Texto do exercício
^^^^^^^^
Quem os ataca? E por quê?
Essa crise pode ser dividida em duas partes: violência física, que inclui ataques diretos a pessoas e seus familiares e saque dos bens delas; e a fase de intimidação que inclui ameaças e provocação injustificada. Ambas têm como objetivo criar uma atmosfera insustentável para forçar o retorno desses "outros", "aqueles que atrapalham e que vieram e invadiram o país, tomando todo o trabalho". Eu imagino que a falta de conhecimento com relação a esse outro e o medo de perder sua própria identidade levaram a esses ataques. Panfletos com mensagens xenofóbicas foram mencionados e alguns foram vistos no terreno.

A violência física não é mais o pior problema. A ameaça psicológica, que inclui ameaças tangíveis e uma clara mensagem de "vá embora ou você será morto", ainda é presente e aumenta a cada dia.

O que está acontecendo agora com os imigrantes, aqueles que foram levados para os acampamentos?
Existem entre 40 mil e 80 mil deslocados internos, vítimas diretas da violência. Alguns ônibus foram disponibilizados para repatriá-los para seus países de origem, a maioria para Moçambique e para o Malauí. Cerca de 4 mil deslocados internos foram ou estão prestes a ser levados para os quatro principais acampamentos de Johanesburgo e em seus arredores. Esses números são apenas a ponta do iceberg se você levar em conta os entre 3 milhões e 4 milhões de imigrantes vivendo no país.
^^^^^^^^
Material fornecido
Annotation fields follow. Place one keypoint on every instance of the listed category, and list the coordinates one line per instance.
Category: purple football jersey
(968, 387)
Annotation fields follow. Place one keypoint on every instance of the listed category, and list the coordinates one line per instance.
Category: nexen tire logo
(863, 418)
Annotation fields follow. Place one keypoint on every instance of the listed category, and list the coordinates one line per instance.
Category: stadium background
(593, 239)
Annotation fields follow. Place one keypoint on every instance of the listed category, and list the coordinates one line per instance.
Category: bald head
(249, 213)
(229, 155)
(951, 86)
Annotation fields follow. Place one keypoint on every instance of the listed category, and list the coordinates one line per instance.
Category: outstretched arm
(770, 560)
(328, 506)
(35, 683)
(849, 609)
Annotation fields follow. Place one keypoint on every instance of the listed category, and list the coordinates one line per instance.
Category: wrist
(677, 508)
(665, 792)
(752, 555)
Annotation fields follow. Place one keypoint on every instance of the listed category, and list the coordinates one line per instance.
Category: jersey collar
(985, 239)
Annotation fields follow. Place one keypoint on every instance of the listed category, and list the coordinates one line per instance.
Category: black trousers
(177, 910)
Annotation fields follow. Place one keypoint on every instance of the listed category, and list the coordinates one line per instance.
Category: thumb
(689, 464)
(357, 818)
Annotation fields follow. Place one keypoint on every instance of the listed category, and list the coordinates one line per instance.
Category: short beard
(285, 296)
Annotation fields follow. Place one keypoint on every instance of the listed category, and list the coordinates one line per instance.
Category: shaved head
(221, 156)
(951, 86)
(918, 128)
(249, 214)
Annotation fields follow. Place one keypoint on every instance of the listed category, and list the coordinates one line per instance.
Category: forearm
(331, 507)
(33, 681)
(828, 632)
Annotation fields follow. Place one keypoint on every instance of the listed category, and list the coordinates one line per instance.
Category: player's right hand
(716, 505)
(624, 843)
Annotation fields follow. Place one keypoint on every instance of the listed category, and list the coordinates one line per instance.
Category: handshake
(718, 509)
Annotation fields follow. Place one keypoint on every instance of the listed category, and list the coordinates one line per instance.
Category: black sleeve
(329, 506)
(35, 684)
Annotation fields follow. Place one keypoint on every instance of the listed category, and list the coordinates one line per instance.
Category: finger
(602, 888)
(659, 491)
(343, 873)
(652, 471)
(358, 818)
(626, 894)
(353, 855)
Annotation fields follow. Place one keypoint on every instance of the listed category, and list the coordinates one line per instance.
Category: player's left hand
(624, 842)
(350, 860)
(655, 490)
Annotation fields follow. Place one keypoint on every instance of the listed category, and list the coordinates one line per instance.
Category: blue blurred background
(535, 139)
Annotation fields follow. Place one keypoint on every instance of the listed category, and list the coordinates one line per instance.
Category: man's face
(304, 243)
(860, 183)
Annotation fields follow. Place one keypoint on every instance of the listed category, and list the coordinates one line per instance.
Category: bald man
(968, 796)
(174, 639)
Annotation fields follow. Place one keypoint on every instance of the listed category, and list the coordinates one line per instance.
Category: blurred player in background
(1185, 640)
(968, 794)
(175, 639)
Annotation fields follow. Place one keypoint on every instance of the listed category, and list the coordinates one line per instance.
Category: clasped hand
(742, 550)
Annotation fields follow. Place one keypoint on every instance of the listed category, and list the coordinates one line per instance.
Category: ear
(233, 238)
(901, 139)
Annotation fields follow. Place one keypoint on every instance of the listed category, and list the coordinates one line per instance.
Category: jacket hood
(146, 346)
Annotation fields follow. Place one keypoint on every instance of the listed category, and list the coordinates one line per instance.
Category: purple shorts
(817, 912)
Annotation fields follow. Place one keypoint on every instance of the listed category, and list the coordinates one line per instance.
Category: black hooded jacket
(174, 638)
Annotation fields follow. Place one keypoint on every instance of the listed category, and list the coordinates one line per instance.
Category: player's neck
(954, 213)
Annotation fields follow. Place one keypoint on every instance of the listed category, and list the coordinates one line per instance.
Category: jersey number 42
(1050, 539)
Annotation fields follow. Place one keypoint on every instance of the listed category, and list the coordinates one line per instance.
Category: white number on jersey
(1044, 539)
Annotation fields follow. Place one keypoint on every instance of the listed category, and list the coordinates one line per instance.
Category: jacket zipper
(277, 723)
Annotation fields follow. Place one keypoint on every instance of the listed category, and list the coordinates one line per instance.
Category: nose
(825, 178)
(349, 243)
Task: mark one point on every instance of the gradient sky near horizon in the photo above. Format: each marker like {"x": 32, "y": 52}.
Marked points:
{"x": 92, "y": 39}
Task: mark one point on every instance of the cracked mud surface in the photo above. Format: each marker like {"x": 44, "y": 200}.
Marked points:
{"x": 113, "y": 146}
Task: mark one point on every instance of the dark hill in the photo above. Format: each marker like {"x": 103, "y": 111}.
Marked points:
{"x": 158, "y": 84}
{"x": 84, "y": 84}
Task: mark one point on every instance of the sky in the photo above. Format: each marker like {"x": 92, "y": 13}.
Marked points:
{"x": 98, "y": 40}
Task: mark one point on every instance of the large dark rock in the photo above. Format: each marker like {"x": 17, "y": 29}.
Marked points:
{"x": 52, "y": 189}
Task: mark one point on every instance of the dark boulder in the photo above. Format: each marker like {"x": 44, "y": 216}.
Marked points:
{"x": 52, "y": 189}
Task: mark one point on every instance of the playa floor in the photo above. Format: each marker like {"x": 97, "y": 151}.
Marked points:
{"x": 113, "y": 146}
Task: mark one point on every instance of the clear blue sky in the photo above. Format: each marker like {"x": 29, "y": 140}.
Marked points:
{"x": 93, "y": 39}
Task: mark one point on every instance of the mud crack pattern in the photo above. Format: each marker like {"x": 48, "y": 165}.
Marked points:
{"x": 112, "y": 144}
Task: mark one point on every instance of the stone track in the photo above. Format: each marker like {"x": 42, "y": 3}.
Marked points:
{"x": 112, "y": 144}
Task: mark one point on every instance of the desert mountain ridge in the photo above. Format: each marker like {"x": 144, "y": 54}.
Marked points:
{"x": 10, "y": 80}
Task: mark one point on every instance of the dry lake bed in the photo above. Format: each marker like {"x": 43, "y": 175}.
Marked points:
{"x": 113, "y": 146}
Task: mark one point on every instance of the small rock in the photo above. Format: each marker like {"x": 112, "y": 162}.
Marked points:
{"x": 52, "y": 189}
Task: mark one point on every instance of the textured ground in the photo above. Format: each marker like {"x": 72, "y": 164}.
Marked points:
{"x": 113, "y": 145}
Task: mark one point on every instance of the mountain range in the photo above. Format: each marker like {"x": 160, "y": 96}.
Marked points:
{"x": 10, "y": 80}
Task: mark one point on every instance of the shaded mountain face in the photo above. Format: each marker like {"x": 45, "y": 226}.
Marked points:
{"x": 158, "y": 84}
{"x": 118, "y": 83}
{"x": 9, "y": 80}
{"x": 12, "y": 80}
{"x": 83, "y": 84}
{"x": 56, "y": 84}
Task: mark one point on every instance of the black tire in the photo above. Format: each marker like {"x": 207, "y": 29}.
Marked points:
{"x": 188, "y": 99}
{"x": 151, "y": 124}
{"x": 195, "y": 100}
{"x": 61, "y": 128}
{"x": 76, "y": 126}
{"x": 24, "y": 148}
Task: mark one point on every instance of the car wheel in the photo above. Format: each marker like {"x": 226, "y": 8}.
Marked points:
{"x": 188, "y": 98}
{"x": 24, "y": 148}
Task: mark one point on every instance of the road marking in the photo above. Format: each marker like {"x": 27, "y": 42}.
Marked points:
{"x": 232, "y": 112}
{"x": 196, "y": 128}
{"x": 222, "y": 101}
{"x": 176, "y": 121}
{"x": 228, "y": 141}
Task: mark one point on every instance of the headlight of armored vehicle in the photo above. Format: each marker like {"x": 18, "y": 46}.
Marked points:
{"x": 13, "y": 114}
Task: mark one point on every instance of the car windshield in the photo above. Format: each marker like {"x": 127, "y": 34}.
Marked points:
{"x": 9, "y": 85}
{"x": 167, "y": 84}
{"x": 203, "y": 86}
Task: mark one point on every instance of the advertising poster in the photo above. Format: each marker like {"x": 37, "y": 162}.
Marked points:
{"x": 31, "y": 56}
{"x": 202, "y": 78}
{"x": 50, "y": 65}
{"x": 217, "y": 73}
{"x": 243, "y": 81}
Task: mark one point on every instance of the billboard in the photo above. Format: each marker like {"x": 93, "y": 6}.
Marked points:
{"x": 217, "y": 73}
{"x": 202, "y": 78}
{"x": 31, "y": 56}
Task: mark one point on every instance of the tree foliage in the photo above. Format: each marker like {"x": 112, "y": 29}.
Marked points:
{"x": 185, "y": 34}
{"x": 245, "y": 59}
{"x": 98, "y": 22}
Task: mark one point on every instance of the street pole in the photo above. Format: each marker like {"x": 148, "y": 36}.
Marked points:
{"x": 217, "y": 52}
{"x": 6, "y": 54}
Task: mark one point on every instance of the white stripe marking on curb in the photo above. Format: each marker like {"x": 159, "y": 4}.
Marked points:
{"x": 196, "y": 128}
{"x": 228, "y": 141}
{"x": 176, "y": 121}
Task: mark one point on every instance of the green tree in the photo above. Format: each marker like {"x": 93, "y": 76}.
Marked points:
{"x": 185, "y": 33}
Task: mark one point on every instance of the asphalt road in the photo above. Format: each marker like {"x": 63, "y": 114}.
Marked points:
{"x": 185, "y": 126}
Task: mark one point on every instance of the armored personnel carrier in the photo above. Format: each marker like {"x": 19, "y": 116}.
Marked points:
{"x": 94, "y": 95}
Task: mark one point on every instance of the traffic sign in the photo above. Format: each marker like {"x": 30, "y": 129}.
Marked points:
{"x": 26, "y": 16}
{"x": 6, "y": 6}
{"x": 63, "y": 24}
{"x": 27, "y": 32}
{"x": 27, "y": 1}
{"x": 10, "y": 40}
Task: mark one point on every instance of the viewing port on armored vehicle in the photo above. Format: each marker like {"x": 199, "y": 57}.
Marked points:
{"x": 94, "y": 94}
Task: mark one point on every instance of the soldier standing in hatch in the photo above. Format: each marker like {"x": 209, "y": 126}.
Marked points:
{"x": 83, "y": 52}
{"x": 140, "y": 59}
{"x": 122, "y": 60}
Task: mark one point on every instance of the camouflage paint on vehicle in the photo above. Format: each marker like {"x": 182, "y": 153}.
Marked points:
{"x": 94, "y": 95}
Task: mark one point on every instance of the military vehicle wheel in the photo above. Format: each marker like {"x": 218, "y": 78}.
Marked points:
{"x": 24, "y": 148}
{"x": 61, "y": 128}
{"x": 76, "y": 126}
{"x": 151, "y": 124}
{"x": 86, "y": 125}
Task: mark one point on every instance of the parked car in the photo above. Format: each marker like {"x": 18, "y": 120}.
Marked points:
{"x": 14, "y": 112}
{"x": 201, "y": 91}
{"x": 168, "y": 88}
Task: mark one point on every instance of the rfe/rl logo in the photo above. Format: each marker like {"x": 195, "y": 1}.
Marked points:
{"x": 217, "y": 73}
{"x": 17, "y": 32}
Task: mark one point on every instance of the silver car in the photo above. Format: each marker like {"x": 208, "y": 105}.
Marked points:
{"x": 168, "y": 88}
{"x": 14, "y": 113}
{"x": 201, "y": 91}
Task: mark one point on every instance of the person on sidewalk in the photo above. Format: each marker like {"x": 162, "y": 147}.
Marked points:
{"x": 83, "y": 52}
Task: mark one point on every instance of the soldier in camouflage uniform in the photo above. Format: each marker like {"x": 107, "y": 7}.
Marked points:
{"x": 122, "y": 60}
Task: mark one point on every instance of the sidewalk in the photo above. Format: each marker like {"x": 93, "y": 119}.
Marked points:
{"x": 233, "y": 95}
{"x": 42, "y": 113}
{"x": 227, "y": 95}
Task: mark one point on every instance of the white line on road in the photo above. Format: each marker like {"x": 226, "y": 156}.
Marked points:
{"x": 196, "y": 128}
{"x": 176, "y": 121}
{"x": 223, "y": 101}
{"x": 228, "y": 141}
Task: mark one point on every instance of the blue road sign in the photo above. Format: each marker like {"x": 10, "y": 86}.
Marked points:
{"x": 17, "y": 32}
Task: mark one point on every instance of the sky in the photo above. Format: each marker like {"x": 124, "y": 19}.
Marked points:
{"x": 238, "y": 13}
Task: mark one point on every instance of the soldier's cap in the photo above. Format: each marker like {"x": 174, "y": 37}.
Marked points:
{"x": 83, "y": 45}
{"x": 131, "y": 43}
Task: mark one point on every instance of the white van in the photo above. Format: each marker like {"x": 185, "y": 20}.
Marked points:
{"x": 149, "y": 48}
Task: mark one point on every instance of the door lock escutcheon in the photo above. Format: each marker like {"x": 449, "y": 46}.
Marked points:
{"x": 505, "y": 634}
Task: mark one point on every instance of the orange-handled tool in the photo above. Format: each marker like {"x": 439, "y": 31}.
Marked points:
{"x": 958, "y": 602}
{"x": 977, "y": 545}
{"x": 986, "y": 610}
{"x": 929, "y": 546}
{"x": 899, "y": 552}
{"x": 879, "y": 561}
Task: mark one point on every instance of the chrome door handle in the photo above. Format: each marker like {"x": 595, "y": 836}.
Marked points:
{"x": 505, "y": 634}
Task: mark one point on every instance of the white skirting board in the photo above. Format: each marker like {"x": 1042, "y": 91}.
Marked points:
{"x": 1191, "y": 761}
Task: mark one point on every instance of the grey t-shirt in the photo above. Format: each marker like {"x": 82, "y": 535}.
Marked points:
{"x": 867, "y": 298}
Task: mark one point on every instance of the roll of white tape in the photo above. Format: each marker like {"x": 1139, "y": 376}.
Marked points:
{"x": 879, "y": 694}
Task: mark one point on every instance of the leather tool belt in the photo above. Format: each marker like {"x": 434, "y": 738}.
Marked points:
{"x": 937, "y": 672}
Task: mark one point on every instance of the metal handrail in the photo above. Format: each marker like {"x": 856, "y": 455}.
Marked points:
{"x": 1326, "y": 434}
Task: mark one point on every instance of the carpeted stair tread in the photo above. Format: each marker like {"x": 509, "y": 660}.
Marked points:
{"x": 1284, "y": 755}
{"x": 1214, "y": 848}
^^^^^^^^
Tarefa a realizar
Copie, sem alterar nada, o trecho do texto sobre a violência contra imigrantes que começa em "A violência física" e termina em "vivendo no país.". Use somente o texto para responder, sem recorrer aos itens.

Solução da tarefa
A violência física não é mais o pior problema. A ameaça psicológica, que inclui ameaças tangíveis e uma clara mensagem de "vá embora ou você será morto", ainda é presente e aumenta a cada dia.

O que está acontecendo agora com os imigrantes, aqueles que foram levados para os acampamentos?
Existem entre 40 mil e 80 mil deslocados internos, vítimas diretas da violência. Alguns ônibus foram disponibilizados para repatriá-los para seus países de origem, a maioria para Moçambique e para o Malauí. Cerca de 4 mil deslocados internos foram ou estão prestes a ser levados para os quatro principais acampamentos de Johanesburgo e em seus arredores. Esses números são apenas a ponta do iceberg se você levar em conta os entre 3 milhões e 4 milhões de imigrantes vivendo no país.